--- Kutipan Dokumen ---
#####
Terungkap Sudah, Konflik Masjid Al Hidayah Dipicu Soal Takmir

MEMOPOS.com,Banyuwangi - Ternyata kasus yang terjadi di Masjid Al Hidayah Desa Tampo, Kecamatan Cluring, pada 25 Februari 2022 lalu, ternyata dipicu masalah internal.
Masalah internal itu melibatkan sejumlah pengurus takmir Masjid Al Hidayah Desa Tampo, Kecamatan Cluring, Banyuwangi, Jawa Timur.
Ini semua terkuak saat pertemuan tabayun antara warga yang menolak dan jamaah Muhammadiyah di Masjid Al Hidayah.
Menurut Rahmad, salah satu warga yang menolak pemasangan papan nama simbol Muhammadiyah mengungkap jika semua yang terjadi adanya sebab akibat. Ia pun berkisah tentang ihwal sejarah Masjid Al Hidayah.
"Masjid ini milik masyarakat dengan bukti surat yang dilaminating. Makanya kami kemudian berani merenovasi. Granit yang sekarang terpasang ketika itu sudah dibeli, padahal dana belum terkumpul dari masyakarat," ungkap Rahmad dalam tabayun.
Granit itu untuk memancing warga agar tergerak untuk mengeluarkan sedekah bagi renovasi Masjid Al Hidayah.
#####
[Materi sumber]

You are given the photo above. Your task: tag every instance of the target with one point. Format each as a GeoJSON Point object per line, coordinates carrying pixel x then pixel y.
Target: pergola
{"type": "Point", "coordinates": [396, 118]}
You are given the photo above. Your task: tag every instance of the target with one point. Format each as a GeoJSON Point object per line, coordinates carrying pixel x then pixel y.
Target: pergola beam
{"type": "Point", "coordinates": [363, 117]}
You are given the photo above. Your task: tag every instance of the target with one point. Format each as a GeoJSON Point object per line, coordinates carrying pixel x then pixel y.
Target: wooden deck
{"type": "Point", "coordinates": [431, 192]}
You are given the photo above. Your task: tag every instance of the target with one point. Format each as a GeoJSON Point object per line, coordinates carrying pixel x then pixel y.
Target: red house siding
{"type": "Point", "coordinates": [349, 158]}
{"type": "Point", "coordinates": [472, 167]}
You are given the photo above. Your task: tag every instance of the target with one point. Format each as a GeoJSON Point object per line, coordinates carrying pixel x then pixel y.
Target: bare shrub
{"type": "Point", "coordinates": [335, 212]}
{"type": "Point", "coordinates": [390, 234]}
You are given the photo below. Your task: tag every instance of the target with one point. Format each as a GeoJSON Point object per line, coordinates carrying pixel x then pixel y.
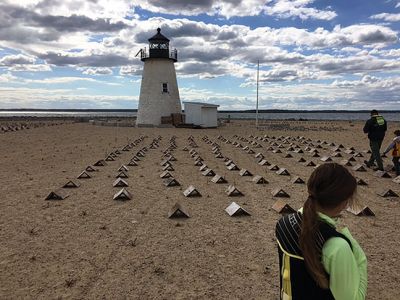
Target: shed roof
{"type": "Point", "coordinates": [202, 104]}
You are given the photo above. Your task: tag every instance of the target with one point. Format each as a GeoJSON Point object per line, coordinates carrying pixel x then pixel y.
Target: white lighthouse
{"type": "Point", "coordinates": [159, 94]}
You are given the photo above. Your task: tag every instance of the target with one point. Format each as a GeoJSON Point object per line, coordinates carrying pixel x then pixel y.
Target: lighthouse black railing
{"type": "Point", "coordinates": [158, 53]}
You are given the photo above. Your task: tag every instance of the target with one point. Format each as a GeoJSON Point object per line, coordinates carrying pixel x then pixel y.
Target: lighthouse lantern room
{"type": "Point", "coordinates": [159, 94]}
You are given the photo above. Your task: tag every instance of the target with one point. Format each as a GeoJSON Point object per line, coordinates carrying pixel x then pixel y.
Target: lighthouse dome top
{"type": "Point", "coordinates": [158, 37]}
{"type": "Point", "coordinates": [158, 48]}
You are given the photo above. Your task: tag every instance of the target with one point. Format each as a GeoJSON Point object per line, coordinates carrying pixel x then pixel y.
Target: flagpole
{"type": "Point", "coordinates": [258, 70]}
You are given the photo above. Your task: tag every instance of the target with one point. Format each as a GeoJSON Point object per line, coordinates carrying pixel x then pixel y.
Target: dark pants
{"type": "Point", "coordinates": [396, 163]}
{"type": "Point", "coordinates": [376, 155]}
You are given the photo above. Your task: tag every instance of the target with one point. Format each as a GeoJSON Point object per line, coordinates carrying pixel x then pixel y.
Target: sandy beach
{"type": "Point", "coordinates": [89, 246]}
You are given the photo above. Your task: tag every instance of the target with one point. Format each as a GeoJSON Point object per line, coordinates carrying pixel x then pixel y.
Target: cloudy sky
{"type": "Point", "coordinates": [313, 54]}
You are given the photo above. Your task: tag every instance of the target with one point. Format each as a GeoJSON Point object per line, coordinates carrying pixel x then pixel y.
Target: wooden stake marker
{"type": "Point", "coordinates": [297, 180]}
{"type": "Point", "coordinates": [283, 172]}
{"type": "Point", "coordinates": [123, 168]}
{"type": "Point", "coordinates": [361, 211]}
{"type": "Point", "coordinates": [232, 191]}
{"type": "Point", "coordinates": [90, 169]}
{"type": "Point", "coordinates": [244, 172]}
{"type": "Point", "coordinates": [218, 179]}
{"type": "Point", "coordinates": [382, 174]}
{"type": "Point", "coordinates": [208, 172]}
{"type": "Point", "coordinates": [57, 195]}
{"type": "Point", "coordinates": [361, 182]}
{"type": "Point", "coordinates": [281, 207]}
{"type": "Point", "coordinates": [258, 179]}
{"type": "Point", "coordinates": [280, 193]}
{"type": "Point", "coordinates": [359, 168]}
{"type": "Point", "coordinates": [71, 184]}
{"type": "Point", "coordinates": [178, 212]}
{"type": "Point", "coordinates": [388, 193]}
{"type": "Point", "coordinates": [171, 182]}
{"type": "Point", "coordinates": [122, 174]}
{"type": "Point", "coordinates": [100, 163]}
{"type": "Point", "coordinates": [235, 210]}
{"type": "Point", "coordinates": [84, 175]}
{"type": "Point", "coordinates": [119, 182]}
{"type": "Point", "coordinates": [191, 191]}
{"type": "Point", "coordinates": [166, 174]}
{"type": "Point", "coordinates": [122, 195]}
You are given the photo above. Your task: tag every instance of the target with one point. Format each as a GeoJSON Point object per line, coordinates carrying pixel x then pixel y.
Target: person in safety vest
{"type": "Point", "coordinates": [316, 260]}
{"type": "Point", "coordinates": [376, 128]}
{"type": "Point", "coordinates": [395, 147]}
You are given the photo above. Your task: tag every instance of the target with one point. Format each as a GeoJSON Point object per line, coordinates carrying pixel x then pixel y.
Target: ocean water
{"type": "Point", "coordinates": [390, 116]}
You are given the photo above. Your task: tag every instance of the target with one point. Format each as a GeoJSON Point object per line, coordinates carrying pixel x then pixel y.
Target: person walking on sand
{"type": "Point", "coordinates": [376, 128]}
{"type": "Point", "coordinates": [316, 260]}
{"type": "Point", "coordinates": [395, 147]}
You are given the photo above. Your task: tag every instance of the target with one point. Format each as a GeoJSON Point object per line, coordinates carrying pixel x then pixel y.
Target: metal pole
{"type": "Point", "coordinates": [258, 70]}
#####
--- Soal Latihan ---
a – Sebutkan semua nama wilayah geografis yang tercantum dalam kutipan dokumen, kecuali nama masjid.
b – Menurut kutipan dokumen, apa tujuan granit untuk renovasi dibeli sebelum dana dari masyarakat terkumpul?

--- Kunci Jawaban ---
a – Desa Tampo, Kecamatan Cluring, Banyuwangi, Jawa Timur

b – Untuk memancing warga agar tergerak mengeluarkan sedekah bagi renovasi Masjid Al Hidayah.